▶ _Provided text_:
You can also use AzureVMCluster to run a GPU enabled cluster and leverage the RAPIDS accelerated libraries.

>>> cluster = AzureVMCluster(resource_group="<resource group>",
...                          vnet="<vnet>",
...                          security_group="<security group>",
...                          n_workers=1,
...                          vm_size="Standard_NC12s_v3",  # Or any NVIDIA GPU enabled size
...                          docker_image="rapidsai/rapidsai:cuda11.0-runtime-ubuntu18.04-py3.8",
...                          worker_class="dask_cuda.CUDAWorker")
>>> from dask.distributed import Client
>>> client = Client(cluster)

Run some GPU code.

>>> def get_gpu_model():
...     import pynvml
...     pynvml.nvmlInit()
...     return pynvml.nvmlDeviceGetName(pynvml.nvmlDeviceGetHandleByIndex(0))
>>> client.submit(get_gpu_model).result()
b'Tesla V100-PCIE-16GB'

Close the cluster.

>>> client.close()
>>> cluster.close()
Attributes:
asynchronous
auto_shutdown
bootstrap
command
dashboard_link
docker_image
gpu_instance
observed
plan
requested
scheduler_address
scheduler_class
worker_class

Methods

adapt(*args[, minimum, maximum]) Turn on adaptivity
get_logs([cluster, scheduler, workers]) Return logs for the cluster, scheduler and workers
get_tags() Generate tags to be applied to all resources.
new_worker_spec() Return name and spec for the next worker
scale([n, memory, cores]) Scale cluster to n workers
scale_up([n, memory, cores]) Scale cluster to n workers
close  
get_cloud_init  
logs  
render_cloud_init  
scale_down  
sync

▶ _Items_:
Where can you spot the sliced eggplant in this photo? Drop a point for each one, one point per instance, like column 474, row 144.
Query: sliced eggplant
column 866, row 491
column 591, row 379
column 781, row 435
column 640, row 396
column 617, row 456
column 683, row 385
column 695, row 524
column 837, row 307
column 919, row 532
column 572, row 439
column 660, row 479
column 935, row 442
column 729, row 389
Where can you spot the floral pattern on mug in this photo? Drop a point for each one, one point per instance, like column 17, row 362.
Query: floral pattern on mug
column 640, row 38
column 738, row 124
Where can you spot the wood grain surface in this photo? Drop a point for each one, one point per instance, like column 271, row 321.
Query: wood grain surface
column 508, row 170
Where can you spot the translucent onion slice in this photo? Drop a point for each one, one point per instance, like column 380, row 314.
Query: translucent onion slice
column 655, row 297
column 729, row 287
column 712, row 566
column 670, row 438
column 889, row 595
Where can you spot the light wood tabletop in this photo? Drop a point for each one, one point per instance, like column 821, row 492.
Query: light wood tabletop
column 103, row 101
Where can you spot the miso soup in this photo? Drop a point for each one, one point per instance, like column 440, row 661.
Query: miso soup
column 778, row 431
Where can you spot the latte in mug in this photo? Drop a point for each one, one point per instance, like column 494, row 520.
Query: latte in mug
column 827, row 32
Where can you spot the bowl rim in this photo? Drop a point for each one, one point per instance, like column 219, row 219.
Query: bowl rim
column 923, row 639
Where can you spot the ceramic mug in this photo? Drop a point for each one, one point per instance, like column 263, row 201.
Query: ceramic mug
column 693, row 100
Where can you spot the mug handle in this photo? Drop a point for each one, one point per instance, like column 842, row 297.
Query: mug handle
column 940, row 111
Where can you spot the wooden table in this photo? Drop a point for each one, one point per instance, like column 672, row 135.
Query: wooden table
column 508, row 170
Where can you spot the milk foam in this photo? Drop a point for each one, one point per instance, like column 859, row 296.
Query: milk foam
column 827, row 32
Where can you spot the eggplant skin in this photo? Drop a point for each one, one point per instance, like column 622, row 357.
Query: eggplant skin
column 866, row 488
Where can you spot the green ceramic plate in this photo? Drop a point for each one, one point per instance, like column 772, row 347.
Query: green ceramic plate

▶ _Prompt 1_: Repeat the AzureVMCluster excerpt word for word between "adapt(*args[, minimum, maximum]) Turn on" and "to all resources.", inclusive.
▶ _Prompt 2_: In the AzureVMCluster excerpt, what GPU model name does the sample code return?

▶ _Exercise response 1_:
adapt(*args[, minimum, maximum]) Turn on adaptivity
get_logs([cluster, scheduler, workers]) Return logs for the cluster, scheduler and workers
get_tags() Generate tags to be applied to all resources.

▶ _Exercise response 2_: Tesla V100-PCIE-16GB